-- Data to use --
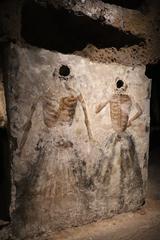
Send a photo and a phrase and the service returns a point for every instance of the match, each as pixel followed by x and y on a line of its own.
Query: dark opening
pixel 133 4
pixel 119 83
pixel 63 31
pixel 5 185
pixel 153 72
pixel 64 71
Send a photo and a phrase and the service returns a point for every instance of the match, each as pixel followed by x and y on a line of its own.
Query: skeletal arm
pixel 137 115
pixel 101 106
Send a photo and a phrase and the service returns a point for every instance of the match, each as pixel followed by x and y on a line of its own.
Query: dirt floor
pixel 141 225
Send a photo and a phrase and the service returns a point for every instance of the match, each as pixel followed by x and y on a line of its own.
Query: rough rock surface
pixel 71 165
pixel 3 116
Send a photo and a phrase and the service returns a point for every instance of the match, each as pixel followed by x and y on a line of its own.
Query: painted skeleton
pixel 120 108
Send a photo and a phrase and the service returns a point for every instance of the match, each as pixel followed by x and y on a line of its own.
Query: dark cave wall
pixel 55 162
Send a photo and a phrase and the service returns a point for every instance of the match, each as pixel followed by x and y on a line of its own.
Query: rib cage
pixel 120 106
pixel 61 112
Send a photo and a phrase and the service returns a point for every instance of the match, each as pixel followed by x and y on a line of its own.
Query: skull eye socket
pixel 119 83
pixel 64 71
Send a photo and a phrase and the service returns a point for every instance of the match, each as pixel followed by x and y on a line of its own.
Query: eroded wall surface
pixel 3 116
pixel 71 164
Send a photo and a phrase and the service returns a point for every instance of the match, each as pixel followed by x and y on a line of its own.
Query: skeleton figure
pixel 120 152
pixel 120 108
pixel 57 112
pixel 65 111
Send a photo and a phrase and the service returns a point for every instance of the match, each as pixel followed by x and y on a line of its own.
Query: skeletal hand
pixel 98 108
pixel 129 123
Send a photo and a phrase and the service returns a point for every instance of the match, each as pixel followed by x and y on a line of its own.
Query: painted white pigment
pixel 63 178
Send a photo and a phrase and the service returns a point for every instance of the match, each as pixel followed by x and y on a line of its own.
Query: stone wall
pixel 71 164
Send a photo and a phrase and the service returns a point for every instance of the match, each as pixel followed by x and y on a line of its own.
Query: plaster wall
pixel 70 165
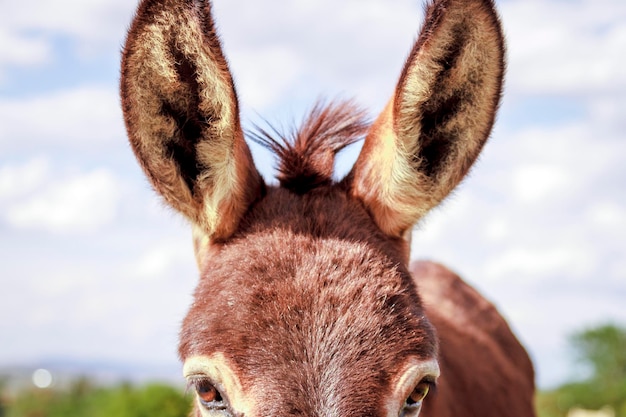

-- Task directions --
With pictures excluded, the material is to be written out exactly as given.

-- The completed task --
Send a photo and a phrase and the service returns a point for every instance of the match, each as pixel followed by x and y on a line of its own.
Query: dark opening
pixel 133 4
pixel 119 83
pixel 63 31
pixel 5 185
pixel 153 72
pixel 64 71
Send a photo and a phrase and the service returns a point for every instance of the match, each as pixel followed by x and y on a line of its own.
Query: skeletal arm
pixel 137 115
pixel 101 106
Send a photo and a phrase and the service returns a point for every instance of the match, each as pixel followed by x and y on a line of its own.
Query: dirt floor
pixel 141 225
Send a photo and a phrase and the service returns a point for every instance of the match, each as pixel followed by x and y on a line of its own.
Query: rough rock surface
pixel 71 165
pixel 3 116
Send a photo and a phrase and the service returns a point for every instance of the match, each as pixel followed by x and y on a line of its own.
Query: painted skeleton
pixel 120 108
Send a photo and a phrase and the service returns a point for every instance of the match, each as pixel followed by x and y on a line of its own.
Query: dark cave wall
pixel 55 162
Send a photo and a phrase and the service returns a point for every instance of the match, each as pixel followed by x and y on a line of its own.
Query: rib cage
pixel 120 106
pixel 61 112
Send a photo and a phrase and the service returns a point for every instance of the match, each as pixel followed by x and y on a line of its own.
Query: skull eye socket
pixel 119 83
pixel 64 71
Send a photo and a phrase and the service returns a point for every instance of the match, each as pixel followed by x and y on a line of its own.
Query: eroded wall surface
pixel 3 116
pixel 71 164
Send a photo and a phrase and the service returns a point for every instance of the match, each as pixel followed by x and y on a line of its own.
Query: skeleton figure
pixel 120 152
pixel 120 108
pixel 57 112
pixel 65 111
Send a photo and a phrase and the service returns a point for every instance of the match, each as pixel followed by x and y on a line of its own.
Query: skeletal hand
pixel 98 108
pixel 129 123
Send a photo and a phrase and the service returns a point for every instance of the match, each as pixel followed by x and y on a line of its own.
Query: painted white pigment
pixel 63 178
Send a photo and a phrase and the service returns a point for every instance of the match, each as pixel followed by x and y on a line of its own.
Query: stone wall
pixel 71 164
Send a photo and a phrase and the service returns a point for every instance of the match, each as pixel followed by x and y on a line of its own.
Query: plaster wall
pixel 70 165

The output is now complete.